::: Listing

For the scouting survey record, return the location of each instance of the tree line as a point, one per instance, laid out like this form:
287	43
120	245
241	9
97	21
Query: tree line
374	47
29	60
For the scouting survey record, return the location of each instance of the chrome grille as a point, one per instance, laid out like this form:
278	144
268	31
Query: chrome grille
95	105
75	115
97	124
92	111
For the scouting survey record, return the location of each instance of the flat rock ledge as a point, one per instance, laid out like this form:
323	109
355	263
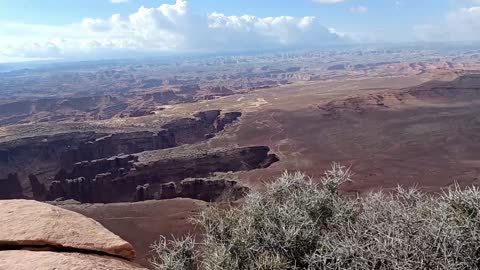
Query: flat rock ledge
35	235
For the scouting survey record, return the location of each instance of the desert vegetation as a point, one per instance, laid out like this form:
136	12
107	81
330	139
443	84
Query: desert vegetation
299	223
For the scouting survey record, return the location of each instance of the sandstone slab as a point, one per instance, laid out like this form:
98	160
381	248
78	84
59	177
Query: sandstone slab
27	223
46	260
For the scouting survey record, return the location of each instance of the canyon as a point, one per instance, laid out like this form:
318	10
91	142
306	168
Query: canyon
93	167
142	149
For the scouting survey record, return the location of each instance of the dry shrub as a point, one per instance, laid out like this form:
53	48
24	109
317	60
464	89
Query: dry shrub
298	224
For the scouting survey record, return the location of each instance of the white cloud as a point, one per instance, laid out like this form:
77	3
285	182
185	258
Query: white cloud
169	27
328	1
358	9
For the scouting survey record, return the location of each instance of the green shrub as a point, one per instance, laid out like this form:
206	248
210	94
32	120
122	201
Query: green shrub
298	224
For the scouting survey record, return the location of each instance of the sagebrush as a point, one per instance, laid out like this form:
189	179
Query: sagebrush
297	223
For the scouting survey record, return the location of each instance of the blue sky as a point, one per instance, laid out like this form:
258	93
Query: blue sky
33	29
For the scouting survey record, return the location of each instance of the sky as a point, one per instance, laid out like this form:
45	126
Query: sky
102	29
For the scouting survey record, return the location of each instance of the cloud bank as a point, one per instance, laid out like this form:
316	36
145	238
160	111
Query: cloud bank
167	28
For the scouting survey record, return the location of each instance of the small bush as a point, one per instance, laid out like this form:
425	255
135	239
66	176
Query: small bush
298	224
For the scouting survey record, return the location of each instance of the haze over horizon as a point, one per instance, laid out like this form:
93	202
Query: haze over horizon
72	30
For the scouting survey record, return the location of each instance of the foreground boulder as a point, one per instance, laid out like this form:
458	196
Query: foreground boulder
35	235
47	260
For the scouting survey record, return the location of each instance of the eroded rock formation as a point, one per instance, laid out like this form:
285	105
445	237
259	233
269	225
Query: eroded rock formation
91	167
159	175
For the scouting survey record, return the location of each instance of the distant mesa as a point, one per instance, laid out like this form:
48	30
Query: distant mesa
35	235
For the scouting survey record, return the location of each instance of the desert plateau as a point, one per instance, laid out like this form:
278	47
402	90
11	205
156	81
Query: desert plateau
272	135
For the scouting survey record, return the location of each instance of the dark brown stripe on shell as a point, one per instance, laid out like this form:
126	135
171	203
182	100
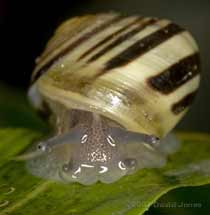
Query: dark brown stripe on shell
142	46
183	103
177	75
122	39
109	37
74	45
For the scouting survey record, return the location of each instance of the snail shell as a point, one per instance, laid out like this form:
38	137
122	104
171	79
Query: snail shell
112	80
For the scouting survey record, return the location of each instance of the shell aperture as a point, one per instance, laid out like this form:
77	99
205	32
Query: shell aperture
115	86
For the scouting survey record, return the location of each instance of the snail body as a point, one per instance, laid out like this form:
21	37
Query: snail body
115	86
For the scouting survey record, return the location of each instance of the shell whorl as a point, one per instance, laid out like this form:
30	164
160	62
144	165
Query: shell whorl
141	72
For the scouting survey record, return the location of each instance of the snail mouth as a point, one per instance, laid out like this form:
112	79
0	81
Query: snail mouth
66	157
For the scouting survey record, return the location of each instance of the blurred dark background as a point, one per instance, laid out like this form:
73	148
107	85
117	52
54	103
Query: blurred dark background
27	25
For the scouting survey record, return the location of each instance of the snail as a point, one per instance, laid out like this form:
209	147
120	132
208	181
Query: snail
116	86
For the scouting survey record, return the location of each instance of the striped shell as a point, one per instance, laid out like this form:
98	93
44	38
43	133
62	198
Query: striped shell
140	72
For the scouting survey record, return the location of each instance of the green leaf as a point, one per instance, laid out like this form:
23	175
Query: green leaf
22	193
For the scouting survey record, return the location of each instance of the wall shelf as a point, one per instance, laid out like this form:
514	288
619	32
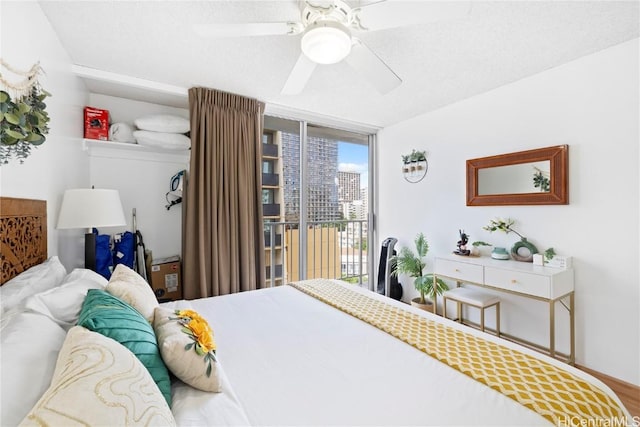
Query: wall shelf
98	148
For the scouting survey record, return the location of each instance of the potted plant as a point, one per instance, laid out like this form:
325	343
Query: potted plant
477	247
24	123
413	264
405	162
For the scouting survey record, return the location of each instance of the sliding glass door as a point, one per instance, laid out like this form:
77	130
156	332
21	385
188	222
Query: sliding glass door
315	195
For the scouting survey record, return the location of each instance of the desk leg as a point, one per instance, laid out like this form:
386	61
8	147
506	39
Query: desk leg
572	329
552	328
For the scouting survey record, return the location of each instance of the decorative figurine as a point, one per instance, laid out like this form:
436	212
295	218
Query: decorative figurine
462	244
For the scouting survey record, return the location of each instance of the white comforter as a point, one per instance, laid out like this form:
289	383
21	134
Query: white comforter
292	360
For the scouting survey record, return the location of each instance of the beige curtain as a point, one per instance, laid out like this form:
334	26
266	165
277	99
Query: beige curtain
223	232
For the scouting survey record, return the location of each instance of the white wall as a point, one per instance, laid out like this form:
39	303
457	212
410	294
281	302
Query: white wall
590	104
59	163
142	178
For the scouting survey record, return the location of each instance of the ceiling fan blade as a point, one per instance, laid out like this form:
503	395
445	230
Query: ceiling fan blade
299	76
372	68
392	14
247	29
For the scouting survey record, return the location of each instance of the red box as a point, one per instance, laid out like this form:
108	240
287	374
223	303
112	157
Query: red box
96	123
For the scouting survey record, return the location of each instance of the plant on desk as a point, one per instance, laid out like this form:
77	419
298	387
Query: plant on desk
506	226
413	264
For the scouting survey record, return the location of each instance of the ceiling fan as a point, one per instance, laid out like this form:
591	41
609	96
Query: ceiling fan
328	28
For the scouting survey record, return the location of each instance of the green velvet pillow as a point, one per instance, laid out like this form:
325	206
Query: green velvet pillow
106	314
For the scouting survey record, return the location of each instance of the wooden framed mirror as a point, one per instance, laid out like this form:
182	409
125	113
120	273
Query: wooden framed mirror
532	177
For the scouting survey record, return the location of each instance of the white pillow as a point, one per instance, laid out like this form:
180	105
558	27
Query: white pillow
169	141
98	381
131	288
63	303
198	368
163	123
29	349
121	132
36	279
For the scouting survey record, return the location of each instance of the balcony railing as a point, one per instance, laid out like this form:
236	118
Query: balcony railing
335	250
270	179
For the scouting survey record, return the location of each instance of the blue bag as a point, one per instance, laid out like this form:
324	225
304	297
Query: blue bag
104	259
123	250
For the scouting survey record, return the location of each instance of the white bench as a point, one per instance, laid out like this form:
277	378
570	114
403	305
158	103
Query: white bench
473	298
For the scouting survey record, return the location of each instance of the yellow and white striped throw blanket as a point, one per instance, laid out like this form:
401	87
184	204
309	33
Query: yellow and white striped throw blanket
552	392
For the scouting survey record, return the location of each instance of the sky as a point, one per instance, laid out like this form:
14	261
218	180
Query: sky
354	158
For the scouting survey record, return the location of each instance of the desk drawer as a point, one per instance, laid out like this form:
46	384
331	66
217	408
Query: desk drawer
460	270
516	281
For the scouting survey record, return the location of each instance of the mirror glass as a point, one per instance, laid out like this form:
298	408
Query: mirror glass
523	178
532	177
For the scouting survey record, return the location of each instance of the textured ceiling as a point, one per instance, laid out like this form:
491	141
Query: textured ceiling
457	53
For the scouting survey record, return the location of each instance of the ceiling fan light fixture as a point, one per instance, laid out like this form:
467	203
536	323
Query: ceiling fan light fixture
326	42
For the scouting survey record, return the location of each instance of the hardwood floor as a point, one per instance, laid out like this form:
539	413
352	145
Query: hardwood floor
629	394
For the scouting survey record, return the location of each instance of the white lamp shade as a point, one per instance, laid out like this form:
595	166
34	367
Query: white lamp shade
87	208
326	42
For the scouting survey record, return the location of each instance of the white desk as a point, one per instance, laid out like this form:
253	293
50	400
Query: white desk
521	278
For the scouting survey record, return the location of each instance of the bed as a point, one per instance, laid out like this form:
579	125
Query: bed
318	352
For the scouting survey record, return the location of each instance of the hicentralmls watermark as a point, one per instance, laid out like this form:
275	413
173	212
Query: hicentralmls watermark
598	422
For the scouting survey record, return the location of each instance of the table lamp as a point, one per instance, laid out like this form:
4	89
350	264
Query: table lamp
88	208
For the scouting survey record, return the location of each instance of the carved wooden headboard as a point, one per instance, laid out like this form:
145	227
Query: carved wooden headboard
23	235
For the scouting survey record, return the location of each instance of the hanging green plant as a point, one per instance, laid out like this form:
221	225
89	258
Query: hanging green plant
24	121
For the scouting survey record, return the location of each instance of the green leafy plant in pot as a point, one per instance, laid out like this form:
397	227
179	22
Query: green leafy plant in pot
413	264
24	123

::::::

Requirement:
From the line that contains "of the carved" to the last line of the material above, repeat every line exactly, keeping both the first and the last.

Reply to the exercise:
For the scouting survey record, return the location of each instance of the carved wooden headboard as a point, one per instance, laid out like this form:
145	227
Query: carved wooden headboard
23	235
For the scouting survey record, return the location of each instance of the hanging green plant as a point, one per instance, laid out like this form:
221	225
89	258
Query: hanging green plant
24	121
For the scouting survey record, return the location of each instance of the green leafy plant in pot as a point, one per instance, laid out like this form:
397	227
179	22
Query: green leafy plant in pot
413	264
24	123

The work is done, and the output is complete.